| Task to carry out |
Count the lines in the text below that contain the word "reflection", and give only that number.

| Working data |
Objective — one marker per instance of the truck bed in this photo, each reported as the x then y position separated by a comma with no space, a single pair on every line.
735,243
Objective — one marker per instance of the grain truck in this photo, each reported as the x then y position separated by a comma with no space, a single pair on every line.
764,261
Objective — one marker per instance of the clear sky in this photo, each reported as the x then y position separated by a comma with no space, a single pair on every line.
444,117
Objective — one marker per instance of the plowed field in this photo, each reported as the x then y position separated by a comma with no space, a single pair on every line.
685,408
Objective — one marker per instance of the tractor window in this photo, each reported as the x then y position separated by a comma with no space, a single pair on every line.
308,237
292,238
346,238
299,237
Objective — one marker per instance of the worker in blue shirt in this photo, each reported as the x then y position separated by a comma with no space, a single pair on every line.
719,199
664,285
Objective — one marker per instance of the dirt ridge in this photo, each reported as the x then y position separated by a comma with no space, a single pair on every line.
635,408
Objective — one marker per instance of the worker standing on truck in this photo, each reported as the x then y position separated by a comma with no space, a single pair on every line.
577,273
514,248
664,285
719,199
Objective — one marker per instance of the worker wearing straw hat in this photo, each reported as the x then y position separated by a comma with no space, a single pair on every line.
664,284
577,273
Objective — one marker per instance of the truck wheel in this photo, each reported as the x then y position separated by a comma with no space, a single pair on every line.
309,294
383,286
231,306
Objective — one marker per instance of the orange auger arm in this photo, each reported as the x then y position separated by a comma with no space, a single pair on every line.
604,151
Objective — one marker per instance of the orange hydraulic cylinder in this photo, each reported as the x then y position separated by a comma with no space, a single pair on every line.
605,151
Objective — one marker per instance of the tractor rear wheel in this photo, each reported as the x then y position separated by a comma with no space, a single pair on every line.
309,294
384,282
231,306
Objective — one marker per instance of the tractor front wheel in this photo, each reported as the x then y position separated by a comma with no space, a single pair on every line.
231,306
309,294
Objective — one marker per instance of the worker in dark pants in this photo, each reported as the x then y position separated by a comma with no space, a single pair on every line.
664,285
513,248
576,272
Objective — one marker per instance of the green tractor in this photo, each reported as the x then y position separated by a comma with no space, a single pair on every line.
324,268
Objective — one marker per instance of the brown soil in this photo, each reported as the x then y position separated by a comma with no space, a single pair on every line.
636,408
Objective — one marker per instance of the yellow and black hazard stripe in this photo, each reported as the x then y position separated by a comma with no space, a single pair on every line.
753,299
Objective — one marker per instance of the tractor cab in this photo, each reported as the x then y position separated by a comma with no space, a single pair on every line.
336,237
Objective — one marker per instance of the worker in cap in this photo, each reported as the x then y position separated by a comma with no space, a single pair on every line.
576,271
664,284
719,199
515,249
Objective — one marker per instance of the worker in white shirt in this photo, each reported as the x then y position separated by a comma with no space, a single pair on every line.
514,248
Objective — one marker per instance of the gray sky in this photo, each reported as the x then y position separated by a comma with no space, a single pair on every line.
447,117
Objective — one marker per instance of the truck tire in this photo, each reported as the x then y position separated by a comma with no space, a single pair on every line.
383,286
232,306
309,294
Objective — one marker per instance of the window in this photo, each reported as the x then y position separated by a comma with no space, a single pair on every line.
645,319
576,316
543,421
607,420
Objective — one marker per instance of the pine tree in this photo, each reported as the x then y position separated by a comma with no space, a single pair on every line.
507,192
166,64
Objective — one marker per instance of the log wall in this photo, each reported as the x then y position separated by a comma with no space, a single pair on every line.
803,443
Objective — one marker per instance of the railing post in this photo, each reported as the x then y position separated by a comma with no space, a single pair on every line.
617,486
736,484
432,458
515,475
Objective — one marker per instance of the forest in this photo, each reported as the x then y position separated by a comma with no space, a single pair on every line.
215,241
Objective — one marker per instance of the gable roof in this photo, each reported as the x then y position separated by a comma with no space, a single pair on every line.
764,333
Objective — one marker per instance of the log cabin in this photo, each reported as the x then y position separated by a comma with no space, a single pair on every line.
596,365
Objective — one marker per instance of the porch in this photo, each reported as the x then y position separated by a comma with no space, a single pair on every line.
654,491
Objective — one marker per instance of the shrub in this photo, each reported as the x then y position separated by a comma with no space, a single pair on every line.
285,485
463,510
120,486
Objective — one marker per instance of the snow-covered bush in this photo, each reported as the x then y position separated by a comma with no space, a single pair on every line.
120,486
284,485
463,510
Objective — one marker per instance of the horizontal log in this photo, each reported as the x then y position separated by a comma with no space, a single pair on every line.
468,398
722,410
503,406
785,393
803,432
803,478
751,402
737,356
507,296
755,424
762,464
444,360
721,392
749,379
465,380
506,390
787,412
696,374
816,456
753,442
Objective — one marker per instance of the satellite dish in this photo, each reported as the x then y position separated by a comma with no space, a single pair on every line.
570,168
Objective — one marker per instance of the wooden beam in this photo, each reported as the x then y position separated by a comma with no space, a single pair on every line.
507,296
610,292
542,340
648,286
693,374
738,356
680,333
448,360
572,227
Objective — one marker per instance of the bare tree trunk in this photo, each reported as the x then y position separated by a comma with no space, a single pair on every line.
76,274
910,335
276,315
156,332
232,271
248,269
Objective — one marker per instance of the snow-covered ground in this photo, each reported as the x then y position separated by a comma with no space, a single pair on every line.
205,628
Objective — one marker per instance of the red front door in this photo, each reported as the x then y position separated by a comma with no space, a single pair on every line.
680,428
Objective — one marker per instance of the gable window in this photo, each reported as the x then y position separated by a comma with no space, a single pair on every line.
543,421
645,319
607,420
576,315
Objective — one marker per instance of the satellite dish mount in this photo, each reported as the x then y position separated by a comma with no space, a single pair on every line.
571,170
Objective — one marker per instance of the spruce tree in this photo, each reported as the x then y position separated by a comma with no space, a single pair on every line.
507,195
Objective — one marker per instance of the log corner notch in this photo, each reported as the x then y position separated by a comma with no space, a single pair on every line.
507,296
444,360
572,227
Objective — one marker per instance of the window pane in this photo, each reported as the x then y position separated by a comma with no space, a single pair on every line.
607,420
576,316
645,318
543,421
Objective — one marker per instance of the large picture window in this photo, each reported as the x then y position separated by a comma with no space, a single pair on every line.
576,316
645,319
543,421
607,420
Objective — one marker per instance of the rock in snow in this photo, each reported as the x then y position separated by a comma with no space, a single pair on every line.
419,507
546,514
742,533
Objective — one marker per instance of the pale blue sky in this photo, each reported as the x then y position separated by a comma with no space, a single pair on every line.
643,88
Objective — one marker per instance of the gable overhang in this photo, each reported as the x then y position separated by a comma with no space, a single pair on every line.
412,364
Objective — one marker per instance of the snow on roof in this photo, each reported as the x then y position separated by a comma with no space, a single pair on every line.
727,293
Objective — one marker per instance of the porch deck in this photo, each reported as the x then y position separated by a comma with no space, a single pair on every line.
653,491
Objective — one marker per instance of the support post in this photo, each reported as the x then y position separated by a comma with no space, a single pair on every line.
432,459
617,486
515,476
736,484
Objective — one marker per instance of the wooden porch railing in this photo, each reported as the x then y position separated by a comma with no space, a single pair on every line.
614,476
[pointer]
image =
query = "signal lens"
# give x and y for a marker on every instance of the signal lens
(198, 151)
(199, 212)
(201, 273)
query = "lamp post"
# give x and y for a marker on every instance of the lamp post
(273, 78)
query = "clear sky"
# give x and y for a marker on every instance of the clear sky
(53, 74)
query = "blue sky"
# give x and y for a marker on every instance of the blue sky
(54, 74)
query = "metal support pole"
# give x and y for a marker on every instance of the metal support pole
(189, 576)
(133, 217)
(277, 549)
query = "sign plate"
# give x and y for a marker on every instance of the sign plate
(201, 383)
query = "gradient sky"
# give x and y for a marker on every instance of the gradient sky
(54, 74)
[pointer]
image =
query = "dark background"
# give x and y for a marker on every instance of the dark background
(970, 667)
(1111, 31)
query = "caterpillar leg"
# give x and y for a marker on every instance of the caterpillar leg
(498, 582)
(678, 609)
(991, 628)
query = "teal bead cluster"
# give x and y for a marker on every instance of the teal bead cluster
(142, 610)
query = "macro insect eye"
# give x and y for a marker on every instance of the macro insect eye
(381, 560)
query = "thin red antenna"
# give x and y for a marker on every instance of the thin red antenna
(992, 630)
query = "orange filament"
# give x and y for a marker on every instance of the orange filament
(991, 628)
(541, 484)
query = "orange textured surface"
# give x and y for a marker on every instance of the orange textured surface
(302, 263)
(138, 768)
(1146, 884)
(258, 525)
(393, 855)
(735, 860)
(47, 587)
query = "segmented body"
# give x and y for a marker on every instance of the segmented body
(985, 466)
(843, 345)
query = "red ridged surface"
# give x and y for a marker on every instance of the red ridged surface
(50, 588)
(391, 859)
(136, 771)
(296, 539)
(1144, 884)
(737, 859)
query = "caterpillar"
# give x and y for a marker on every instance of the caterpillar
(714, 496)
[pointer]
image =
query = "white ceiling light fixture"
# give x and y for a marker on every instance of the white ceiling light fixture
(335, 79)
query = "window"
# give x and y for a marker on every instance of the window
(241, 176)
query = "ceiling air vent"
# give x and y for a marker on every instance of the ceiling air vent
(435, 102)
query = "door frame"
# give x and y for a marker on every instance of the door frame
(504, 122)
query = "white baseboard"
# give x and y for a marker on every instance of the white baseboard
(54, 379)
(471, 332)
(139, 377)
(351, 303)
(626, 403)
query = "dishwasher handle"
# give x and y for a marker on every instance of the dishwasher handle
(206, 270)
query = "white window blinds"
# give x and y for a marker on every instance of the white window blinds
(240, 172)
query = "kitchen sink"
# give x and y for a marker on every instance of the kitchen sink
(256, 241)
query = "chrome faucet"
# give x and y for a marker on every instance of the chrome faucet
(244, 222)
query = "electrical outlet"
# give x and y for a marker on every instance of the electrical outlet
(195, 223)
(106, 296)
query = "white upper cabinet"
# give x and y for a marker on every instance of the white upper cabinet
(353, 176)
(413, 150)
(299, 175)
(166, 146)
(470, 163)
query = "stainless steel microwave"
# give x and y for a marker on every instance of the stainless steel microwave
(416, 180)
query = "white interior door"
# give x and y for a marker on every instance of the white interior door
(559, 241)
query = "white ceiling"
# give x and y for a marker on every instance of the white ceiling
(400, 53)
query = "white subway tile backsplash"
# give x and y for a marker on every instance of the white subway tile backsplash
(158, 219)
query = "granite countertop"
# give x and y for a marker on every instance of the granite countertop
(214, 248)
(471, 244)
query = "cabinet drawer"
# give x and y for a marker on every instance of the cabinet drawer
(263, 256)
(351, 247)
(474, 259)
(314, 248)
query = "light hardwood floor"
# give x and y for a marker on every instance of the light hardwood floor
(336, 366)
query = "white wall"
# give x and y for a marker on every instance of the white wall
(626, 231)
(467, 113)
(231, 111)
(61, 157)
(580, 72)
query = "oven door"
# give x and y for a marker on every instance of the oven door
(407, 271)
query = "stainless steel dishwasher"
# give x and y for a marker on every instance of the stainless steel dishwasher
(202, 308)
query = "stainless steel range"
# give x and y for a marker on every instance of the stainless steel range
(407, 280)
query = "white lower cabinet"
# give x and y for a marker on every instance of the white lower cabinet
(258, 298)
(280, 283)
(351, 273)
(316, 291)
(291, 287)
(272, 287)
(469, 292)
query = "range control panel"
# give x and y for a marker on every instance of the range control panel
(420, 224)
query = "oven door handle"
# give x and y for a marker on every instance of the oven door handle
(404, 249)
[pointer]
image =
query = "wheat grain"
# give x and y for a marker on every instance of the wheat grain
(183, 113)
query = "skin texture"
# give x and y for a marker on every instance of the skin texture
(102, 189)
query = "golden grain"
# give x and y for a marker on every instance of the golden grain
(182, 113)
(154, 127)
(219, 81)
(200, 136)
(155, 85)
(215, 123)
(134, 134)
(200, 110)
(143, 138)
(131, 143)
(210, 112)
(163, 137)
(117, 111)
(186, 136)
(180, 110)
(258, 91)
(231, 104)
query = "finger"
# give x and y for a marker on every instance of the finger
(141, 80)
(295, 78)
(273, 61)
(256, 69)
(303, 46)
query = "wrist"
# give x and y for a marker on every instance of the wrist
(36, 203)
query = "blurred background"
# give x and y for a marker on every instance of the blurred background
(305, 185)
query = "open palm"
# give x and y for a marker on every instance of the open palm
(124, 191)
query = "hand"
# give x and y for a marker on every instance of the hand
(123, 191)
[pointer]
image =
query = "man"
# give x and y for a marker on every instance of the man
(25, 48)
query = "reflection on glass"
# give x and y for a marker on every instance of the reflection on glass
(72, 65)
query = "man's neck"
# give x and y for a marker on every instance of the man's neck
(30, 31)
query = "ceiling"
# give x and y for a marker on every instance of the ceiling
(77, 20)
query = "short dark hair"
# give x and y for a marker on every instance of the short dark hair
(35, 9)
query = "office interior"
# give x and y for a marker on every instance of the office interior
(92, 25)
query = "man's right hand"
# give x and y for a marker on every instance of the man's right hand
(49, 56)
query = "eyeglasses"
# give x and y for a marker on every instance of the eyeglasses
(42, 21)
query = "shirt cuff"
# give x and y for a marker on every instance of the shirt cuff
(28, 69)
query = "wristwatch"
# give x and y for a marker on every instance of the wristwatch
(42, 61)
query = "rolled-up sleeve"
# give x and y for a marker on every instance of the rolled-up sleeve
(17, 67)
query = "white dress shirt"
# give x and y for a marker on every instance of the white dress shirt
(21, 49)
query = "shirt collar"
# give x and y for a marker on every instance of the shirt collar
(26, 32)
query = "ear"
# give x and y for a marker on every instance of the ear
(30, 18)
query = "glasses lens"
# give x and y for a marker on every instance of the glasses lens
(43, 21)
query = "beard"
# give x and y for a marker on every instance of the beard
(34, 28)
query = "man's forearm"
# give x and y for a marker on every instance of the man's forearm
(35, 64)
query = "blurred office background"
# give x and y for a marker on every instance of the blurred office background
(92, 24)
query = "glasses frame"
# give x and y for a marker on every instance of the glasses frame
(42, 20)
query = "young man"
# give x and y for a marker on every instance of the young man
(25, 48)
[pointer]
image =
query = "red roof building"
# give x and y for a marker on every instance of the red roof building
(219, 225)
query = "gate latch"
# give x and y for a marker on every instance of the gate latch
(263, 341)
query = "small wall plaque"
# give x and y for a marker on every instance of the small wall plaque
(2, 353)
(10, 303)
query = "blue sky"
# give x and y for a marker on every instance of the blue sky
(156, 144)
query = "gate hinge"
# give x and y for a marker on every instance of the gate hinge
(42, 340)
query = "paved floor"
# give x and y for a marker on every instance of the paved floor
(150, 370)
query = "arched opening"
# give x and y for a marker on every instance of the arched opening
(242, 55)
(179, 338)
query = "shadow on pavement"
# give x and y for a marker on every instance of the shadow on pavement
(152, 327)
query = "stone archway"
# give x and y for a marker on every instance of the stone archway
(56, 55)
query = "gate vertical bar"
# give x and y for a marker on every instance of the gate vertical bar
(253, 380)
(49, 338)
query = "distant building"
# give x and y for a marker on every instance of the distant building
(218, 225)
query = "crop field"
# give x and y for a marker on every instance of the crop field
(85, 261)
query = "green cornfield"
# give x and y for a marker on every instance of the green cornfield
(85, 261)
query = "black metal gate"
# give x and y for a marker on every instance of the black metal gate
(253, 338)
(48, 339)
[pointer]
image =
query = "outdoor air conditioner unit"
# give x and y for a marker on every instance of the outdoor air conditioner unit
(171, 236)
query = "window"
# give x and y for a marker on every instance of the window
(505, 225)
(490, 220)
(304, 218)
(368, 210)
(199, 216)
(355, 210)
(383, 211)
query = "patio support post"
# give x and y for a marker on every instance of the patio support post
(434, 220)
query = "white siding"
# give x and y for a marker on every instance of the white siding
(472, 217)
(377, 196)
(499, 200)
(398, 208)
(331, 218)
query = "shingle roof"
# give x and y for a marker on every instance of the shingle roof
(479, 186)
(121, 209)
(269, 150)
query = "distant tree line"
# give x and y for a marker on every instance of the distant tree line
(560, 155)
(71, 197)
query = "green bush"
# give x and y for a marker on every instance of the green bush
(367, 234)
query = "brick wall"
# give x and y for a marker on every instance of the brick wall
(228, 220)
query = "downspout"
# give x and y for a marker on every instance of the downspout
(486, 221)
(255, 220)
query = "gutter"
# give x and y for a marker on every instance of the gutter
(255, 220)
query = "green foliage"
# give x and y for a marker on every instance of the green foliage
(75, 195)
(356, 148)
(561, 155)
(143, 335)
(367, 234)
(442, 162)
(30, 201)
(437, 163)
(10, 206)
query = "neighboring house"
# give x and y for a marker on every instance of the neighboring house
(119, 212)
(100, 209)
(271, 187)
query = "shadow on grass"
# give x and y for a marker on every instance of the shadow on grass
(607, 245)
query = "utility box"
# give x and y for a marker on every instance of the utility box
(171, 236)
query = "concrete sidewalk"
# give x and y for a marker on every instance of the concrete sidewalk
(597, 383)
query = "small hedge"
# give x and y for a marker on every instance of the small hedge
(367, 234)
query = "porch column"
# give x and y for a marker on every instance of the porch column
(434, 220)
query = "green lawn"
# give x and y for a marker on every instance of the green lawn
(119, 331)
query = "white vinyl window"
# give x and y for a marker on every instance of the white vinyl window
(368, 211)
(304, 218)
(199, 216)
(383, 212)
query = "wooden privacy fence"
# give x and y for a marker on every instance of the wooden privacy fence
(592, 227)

| Exercise solution |
2